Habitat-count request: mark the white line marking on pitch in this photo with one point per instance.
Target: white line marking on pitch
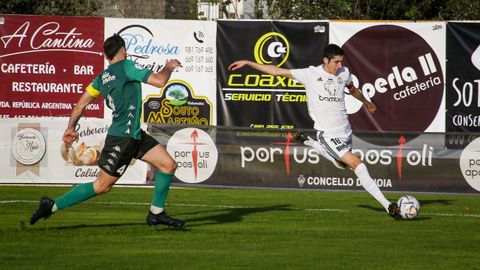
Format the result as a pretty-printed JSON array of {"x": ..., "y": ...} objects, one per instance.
[{"x": 239, "y": 206}]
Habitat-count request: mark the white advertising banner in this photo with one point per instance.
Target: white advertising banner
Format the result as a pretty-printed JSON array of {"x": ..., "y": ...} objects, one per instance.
[
  {"x": 190, "y": 95},
  {"x": 400, "y": 66},
  {"x": 33, "y": 152}
]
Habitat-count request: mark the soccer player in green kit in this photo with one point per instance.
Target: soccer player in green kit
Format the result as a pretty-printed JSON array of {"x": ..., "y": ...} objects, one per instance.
[{"x": 120, "y": 85}]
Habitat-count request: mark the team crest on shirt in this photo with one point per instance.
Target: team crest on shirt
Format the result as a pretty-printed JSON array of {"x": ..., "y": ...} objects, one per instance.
[{"x": 331, "y": 88}]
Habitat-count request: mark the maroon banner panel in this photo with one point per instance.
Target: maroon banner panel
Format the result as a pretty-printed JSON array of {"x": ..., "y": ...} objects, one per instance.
[
  {"x": 47, "y": 62},
  {"x": 272, "y": 159}
]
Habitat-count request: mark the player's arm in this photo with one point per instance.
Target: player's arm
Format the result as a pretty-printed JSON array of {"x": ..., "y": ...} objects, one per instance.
[
  {"x": 70, "y": 135},
  {"x": 161, "y": 78},
  {"x": 358, "y": 95},
  {"x": 269, "y": 69}
]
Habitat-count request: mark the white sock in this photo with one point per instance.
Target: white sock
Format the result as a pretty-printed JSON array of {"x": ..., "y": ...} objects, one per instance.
[
  {"x": 317, "y": 146},
  {"x": 155, "y": 210},
  {"x": 369, "y": 185}
]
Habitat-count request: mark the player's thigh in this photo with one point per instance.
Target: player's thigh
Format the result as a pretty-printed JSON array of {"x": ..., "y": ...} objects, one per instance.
[
  {"x": 160, "y": 159},
  {"x": 336, "y": 145}
]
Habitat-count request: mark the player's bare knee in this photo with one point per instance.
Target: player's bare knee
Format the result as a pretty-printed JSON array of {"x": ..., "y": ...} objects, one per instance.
[{"x": 103, "y": 189}]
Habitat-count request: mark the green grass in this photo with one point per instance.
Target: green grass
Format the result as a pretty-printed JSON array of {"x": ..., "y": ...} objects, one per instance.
[{"x": 239, "y": 229}]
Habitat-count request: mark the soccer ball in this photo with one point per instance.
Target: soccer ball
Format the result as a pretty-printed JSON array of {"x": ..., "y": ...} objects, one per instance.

- **BRIEF**
Please rewrite the listing above, changing every "soccer" to "football" and leaving everything else untouched. Omit the pictures from your answer.

- **COMPLETE OUTPUT**
Habitat-count request: mark the white line marking on pitch in this photo with one point per instance.
Target: white line marking on pitch
Format the result as a pretty-printed JSON array of {"x": ..., "y": ...} objects, one per instance.
[{"x": 239, "y": 206}]
Habitat-count request: mark the white advertising banner in this photo with one point per instance.
Target: white advertising banner
Format the result as a pretty-printed JSON array of {"x": ..., "y": ...} objects, one per instance.
[
  {"x": 190, "y": 95},
  {"x": 400, "y": 66},
  {"x": 33, "y": 152}
]
Habitat-count request: mark the football player in green kit in this photo with one point per instance.
Target: football player in green kit
Format the result as a pretty-printed JSON array of {"x": ..., "y": ...} objects, one per instance.
[{"x": 120, "y": 85}]
Habitat-count request: mark the team crest on shirt in this photo with one point per instance.
Target: team crest on shirt
Format the result as a pretty-printed JSON array of {"x": ..., "y": ...} objects, one per instance.
[{"x": 331, "y": 88}]
Habitat-count request: mark the maroon banner panel in this photo with one point per instance.
Target: maroon banner panel
Format the result as a pretty-printed JSON array of {"x": ..., "y": ...} objects, one per instance.
[
  {"x": 47, "y": 62},
  {"x": 272, "y": 159}
]
Habitat-count request: mark the player's arm in this photo with one point per instance.
Target: player's arm
Format the result as a pretty-printed JSON array of {"x": ..., "y": ...} objects, one per instance.
[
  {"x": 70, "y": 135},
  {"x": 161, "y": 78},
  {"x": 358, "y": 95},
  {"x": 269, "y": 69}
]
Habitat-count request: mark the white sock in this photo with one point per instance.
Target: white sock
Format the result as a pretty-printed JSON array of {"x": ..., "y": ...} objects, one per instance.
[
  {"x": 317, "y": 146},
  {"x": 155, "y": 210},
  {"x": 369, "y": 185}
]
Habitat-count request: mark the player's thigh in this photo with one point per instance.
Target: player's thigh
Format the result as a pretty-printed JSON array of {"x": ..., "y": ...} objects, one per instance.
[
  {"x": 160, "y": 159},
  {"x": 336, "y": 145}
]
Habitat-count request: mark the player's bare knee in this photo with one point per instance.
Target: player's bare knee
Format the result as a pretty-printed JSON array of {"x": ..., "y": ...} objects, one per instance.
[{"x": 103, "y": 189}]
Habitat-count request: mark the green grass in this photo with one point per instance.
Target: green grass
Format the result as a pretty-printed JSON array of {"x": ..., "y": ...} objects, one per instance.
[{"x": 239, "y": 229}]
Habitat-count request: mark the football ball in this photo with one point per instance.
Target: football ball
Format the result as a pretty-printed JSON array of {"x": ..., "y": ...} objects, one per instance.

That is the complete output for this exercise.